Brief 1.
From the article on healthcare below, reproduce everything from "Premiums, deductibles, copayments, coinsurance, benefit" down to "a root canal!".
Brief 2.
State whether each of the following agrees with the article on healthcare below, answering yes or no and quoting the deciding words: (a) the Gallup poll cited was conducted in 2015; (b) the poll found that 64% of Americans regarded healthcare as being of great concern; (c) the availability and affordability of healthcare ranked as the single most worried-about issue.

Buffett, Bezos, and Dimon Take on Healthcare

The two most dreadful, petrifying words in the English language, the two words nobody wants to hear together: Health Insurance. EEK! Run for the hills!
Premiums, deductibles, copayments, coinsurance, benefit periods, creditable coverage, FSA, HSA, PPO – terminology of the worst kind.
Facts:
- Nobody wants to talk about health insurance.
- Nobody likes their health insurance plan.
Health insurance has been a central issue in American politics for decades now. A Gallup poll in 2015 reported that the “availability and affordability of healthcare” was deemed “of great concern” by 54% of Americans. In fact, it was the 6th “most worried about issue” at the time.
Does your health insurance really matter that much? Of course; it’s your well-being. We already know you probably won’t go to your biannual dental checkup (I’m not the only one, right…?), but without confidence in your health insurance plan, you may skip out on visiting the dentist when you actually need to.
Congratulations, now you need a root canal!

Information provided.
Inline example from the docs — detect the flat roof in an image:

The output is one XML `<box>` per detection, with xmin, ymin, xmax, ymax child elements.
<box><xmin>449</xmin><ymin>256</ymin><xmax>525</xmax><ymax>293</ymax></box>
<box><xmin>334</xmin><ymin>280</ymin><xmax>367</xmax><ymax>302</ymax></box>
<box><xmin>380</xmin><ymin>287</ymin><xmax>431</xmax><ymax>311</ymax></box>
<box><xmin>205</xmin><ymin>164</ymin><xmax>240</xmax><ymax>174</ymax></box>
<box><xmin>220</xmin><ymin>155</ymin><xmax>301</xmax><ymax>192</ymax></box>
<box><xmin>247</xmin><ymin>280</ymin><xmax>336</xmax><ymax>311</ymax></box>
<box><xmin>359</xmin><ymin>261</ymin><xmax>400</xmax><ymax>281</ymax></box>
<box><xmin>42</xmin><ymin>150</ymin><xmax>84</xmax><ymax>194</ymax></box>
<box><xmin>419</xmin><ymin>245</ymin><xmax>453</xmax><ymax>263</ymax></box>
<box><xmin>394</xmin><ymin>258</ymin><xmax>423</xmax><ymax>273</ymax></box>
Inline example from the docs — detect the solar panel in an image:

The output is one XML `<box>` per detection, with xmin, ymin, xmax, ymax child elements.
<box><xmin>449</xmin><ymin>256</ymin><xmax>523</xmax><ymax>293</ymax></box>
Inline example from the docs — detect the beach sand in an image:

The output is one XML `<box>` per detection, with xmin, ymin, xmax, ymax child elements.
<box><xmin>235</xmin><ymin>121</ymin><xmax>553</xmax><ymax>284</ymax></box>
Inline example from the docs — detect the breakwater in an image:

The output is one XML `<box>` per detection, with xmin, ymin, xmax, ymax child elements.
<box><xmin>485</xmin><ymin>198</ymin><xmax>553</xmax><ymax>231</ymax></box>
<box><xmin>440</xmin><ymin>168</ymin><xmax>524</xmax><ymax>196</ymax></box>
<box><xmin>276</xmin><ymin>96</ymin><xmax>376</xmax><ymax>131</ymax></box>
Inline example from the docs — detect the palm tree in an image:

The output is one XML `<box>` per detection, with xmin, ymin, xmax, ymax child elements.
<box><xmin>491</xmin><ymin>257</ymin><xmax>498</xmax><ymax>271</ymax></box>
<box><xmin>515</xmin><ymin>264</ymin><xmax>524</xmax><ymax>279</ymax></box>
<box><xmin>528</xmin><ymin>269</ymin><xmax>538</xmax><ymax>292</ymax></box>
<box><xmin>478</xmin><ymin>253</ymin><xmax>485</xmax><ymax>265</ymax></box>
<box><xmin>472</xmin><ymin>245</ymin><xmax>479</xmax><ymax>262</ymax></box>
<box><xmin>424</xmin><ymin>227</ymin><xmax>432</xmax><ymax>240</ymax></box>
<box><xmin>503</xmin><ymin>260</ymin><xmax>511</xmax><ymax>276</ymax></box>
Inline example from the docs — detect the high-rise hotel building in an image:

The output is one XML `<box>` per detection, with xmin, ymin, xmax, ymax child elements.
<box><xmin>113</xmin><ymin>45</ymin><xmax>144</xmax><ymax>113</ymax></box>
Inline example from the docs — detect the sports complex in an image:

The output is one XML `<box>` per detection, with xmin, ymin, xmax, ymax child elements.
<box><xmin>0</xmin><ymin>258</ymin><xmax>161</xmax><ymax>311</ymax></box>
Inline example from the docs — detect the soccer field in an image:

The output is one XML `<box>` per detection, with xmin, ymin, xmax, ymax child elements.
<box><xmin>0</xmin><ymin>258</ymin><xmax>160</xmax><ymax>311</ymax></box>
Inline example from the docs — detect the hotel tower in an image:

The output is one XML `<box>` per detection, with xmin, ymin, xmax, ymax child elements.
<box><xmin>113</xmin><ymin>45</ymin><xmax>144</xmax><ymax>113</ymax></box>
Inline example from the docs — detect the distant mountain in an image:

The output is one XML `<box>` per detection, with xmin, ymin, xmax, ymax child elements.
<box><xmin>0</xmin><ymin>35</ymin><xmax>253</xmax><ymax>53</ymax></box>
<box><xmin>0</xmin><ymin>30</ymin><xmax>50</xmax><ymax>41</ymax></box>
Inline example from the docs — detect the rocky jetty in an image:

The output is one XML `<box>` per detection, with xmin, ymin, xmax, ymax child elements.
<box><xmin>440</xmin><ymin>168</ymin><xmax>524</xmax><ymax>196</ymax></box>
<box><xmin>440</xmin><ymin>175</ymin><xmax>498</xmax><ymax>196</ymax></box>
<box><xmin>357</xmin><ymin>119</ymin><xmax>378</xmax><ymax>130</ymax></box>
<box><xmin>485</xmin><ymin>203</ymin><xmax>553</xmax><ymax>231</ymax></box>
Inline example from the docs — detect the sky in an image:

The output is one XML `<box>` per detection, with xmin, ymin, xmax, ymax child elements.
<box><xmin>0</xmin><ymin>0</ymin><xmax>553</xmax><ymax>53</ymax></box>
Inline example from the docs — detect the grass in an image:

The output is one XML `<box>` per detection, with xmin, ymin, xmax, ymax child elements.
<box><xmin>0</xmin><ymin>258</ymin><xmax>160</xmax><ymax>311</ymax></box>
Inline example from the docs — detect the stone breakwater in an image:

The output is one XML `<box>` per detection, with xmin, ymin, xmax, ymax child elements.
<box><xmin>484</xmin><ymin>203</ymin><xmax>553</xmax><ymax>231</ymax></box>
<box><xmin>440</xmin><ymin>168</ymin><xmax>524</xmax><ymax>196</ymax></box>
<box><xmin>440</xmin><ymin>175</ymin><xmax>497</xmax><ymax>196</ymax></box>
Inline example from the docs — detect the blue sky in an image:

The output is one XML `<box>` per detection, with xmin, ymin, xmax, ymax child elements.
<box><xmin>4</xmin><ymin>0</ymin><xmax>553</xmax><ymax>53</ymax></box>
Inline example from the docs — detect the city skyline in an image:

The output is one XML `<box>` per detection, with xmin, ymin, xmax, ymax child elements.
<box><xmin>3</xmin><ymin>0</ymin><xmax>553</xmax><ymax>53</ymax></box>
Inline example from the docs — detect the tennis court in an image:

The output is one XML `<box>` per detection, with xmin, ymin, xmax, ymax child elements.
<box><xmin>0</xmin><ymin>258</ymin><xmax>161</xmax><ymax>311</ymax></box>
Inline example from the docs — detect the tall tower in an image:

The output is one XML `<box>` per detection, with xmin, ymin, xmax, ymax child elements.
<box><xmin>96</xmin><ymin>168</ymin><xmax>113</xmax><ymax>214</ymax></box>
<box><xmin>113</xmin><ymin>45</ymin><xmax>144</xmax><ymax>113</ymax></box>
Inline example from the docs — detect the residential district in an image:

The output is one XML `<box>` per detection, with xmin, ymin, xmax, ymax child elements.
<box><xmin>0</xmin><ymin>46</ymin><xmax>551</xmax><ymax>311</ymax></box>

Exercise response 1.
Premiums, deductibles, copayments, coinsurance, benefit periods, creditable coverage, FSA, HSA, PPO – terminology of the worst kind.
Facts:
- Nobody wants to talk about health insurance.
- Nobody likes their health insurance plan.
Health insurance has been a central issue in American politics for decades now. A Gallup poll in 2015 reported that the “availability and affordability of healthcare” was deemed “of great concern” by 54% of Americans. In fact, it was the 6th “most worried about issue” at the time.
Does your health insurance really matter that much? Of course; it’s your well-being. We already know you probably won’t go to your biannual dental checkup (I’m not the only one, right…?), but without confidence in your health insurance plan, you may skip out on visiting the dentist when you actually need to.
Congratulations, now you need a root canal!

Exercise response 2.
(a) Yes: "A Gallup poll in 2015 reported"
(b) No: "was deemed “of great concern” by 54% of Americans"
(c) No: "it was the 6th “most worried about issue” at the time"